● PROBLEM TO WORK ON:
Print every line below exactly as written, but leave the pictures behind.
┄┄┄┄┄┄┄┄┄┄┄┄┄┄┄┄┄┄┄┄
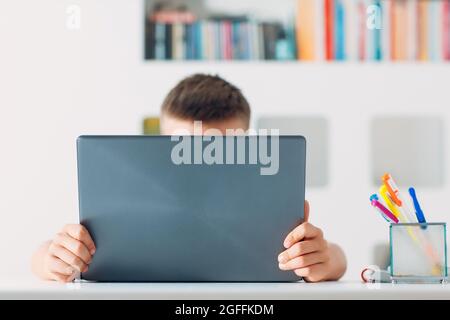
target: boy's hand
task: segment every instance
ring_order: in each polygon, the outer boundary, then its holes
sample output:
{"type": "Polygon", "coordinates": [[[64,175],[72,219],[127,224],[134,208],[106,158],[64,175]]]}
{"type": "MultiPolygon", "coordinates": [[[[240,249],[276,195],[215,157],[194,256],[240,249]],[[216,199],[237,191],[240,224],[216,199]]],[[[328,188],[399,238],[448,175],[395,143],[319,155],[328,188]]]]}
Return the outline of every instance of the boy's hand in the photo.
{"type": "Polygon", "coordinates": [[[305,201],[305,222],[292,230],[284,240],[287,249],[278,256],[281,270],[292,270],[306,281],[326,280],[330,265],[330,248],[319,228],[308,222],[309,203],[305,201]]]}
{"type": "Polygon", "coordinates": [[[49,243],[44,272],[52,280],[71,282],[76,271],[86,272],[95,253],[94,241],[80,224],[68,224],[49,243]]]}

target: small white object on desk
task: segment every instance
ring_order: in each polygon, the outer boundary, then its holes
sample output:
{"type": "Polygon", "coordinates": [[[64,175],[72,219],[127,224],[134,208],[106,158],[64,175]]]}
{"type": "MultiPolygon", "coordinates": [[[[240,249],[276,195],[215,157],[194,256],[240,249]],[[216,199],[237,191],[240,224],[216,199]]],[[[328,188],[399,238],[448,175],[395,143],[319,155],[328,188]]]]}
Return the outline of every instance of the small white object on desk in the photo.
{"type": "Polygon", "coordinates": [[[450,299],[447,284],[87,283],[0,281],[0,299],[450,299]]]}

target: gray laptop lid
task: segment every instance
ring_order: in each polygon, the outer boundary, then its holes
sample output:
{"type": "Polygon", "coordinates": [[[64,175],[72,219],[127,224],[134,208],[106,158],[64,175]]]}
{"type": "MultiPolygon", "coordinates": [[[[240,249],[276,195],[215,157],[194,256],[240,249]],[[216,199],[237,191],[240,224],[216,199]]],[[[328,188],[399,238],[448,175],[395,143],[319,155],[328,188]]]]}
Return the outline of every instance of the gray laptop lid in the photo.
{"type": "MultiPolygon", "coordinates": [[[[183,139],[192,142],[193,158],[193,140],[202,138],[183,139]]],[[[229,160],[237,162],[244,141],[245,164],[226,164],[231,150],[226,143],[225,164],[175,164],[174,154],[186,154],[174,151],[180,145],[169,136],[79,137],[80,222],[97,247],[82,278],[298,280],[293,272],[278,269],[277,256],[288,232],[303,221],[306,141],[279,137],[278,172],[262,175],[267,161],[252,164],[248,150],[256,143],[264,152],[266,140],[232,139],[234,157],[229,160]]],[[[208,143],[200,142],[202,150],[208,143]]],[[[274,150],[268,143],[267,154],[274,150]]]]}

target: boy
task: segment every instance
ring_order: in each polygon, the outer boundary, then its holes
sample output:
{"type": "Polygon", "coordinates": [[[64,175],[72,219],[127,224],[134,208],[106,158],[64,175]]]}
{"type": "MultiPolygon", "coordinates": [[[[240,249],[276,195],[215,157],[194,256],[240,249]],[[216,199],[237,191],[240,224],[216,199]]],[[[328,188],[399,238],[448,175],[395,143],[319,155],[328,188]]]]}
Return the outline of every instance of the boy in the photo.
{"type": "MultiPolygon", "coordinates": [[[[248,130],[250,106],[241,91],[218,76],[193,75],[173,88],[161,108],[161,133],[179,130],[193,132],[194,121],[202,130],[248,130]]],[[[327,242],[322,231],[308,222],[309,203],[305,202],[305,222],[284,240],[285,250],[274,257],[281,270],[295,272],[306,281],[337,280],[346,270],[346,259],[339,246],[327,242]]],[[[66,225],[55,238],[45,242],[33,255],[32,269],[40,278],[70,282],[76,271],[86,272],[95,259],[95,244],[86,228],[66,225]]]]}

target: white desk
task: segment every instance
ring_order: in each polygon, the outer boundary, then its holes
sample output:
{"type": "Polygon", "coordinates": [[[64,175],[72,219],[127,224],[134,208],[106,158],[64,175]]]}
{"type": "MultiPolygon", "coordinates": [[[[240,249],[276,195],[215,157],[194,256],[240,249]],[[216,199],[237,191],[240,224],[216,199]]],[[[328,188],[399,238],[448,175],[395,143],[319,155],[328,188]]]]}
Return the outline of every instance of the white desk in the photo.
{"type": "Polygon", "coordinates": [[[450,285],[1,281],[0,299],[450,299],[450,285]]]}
┄┄┄┄┄┄┄┄┄┄┄┄┄┄┄┄┄┄┄┄
● TASK OUTPUT:
target: boy's hand
task: segment every instance
ring_order: in each polygon, the outer boundary, then its holes
sample output:
{"type": "Polygon", "coordinates": [[[64,175],[72,219],[127,224],[134,208],[106,158],[64,175]]]}
{"type": "MultiPolygon", "coordinates": [[[[240,249],[276,195],[215,157],[194,256],[240,249]],[[216,199],[237,191],[240,224],[216,199]]],[[[328,188],[399,238],[448,175],[395,143],[319,155],[328,188]]]]}
Return the outline of every instance of the boy's hand in the photo.
{"type": "Polygon", "coordinates": [[[305,201],[305,222],[292,230],[284,240],[287,249],[278,256],[281,270],[292,270],[306,281],[326,280],[330,265],[330,248],[319,228],[308,222],[309,203],[305,201]]]}
{"type": "Polygon", "coordinates": [[[49,243],[44,272],[52,280],[71,282],[76,271],[86,272],[95,253],[94,241],[80,224],[68,224],[49,243]]]}

target: small white object on desk
task: segment every instance
ring_order: in each polygon, the outer boundary, then its holes
sample output:
{"type": "Polygon", "coordinates": [[[64,175],[72,219],[127,224],[134,208],[106,158],[64,175]]]}
{"type": "MultiPolygon", "coordinates": [[[[240,249],[276,195],[215,157],[194,256],[240,249]],[[216,199],[237,191],[240,224],[216,199]]],[[[328,188],[399,238],[448,175],[395,143],[319,155],[328,188]]]]}
Return the outline of every instance of the small white object on desk in the photo.
{"type": "Polygon", "coordinates": [[[450,299],[447,284],[87,283],[0,281],[0,299],[450,299]]]}

target: gray laptop lid
task: segment every instance
ring_order: in each polygon, the outer boundary, then its holes
sample output:
{"type": "Polygon", "coordinates": [[[64,175],[72,219],[127,224],[134,208],[106,158],[64,175]]]}
{"type": "MultiPolygon", "coordinates": [[[[240,249],[276,195],[215,157],[194,256],[240,249]],[[216,199],[237,191],[240,224],[216,199]]],[[[328,188],[399,238],[448,175],[395,143],[319,155],[328,188]]]]}
Return the outline of every instance of the gray laptop lid in the photo.
{"type": "MultiPolygon", "coordinates": [[[[183,139],[192,142],[193,158],[193,140],[202,138],[183,139]]],[[[229,160],[237,162],[244,141],[245,164],[226,164],[231,150],[226,143],[225,164],[175,164],[174,154],[186,154],[174,151],[180,145],[169,136],[79,137],[80,222],[97,247],[82,278],[298,280],[293,272],[278,269],[277,256],[288,232],[303,221],[306,141],[279,137],[278,172],[262,175],[267,161],[252,164],[248,150],[256,143],[264,152],[266,140],[232,139],[234,157],[229,160]]],[[[208,143],[200,142],[202,150],[208,143]]],[[[274,150],[268,143],[267,154],[274,150]]]]}

target: boy
task: segment every instance
ring_order: in each polygon, the outer boundary, then its holes
sample output:
{"type": "Polygon", "coordinates": [[[64,175],[72,219],[127,224],[134,208],[106,158],[64,175]]]}
{"type": "MultiPolygon", "coordinates": [[[[240,249],[276,195],[215,157],[194,256],[240,249]],[[216,199],[237,191],[240,224],[216,199]]],[[[328,188],[399,238],[448,175],[395,143],[319,155],[328,188]]]]}
Return the outline of every instance of the boy in the photo.
{"type": "MultiPolygon", "coordinates": [[[[248,130],[250,106],[241,91],[218,76],[193,75],[173,88],[161,108],[161,133],[179,130],[193,132],[194,121],[202,130],[248,130]]],[[[327,242],[322,231],[308,222],[309,203],[305,202],[305,222],[284,240],[285,250],[274,257],[281,270],[295,272],[306,281],[337,280],[346,270],[346,259],[339,246],[327,242]]],[[[66,225],[55,238],[45,242],[33,255],[32,269],[40,278],[70,282],[76,271],[86,272],[95,259],[95,244],[86,228],[66,225]]]]}

target: white desk
task: segment every instance
ring_order: in each polygon, the outer boundary, then its holes
sample output:
{"type": "Polygon", "coordinates": [[[64,175],[72,219],[127,224],[134,208],[106,158],[64,175]]]}
{"type": "MultiPolygon", "coordinates": [[[[240,249],[276,195],[215,157],[194,256],[240,249]],[[216,199],[237,191],[240,224],[216,199]]],[[[328,188],[399,238],[448,175],[395,143],[319,155],[328,188]]]]}
Return the outline of every instance of the white desk in the photo.
{"type": "Polygon", "coordinates": [[[450,285],[1,281],[0,299],[450,299],[450,285]]]}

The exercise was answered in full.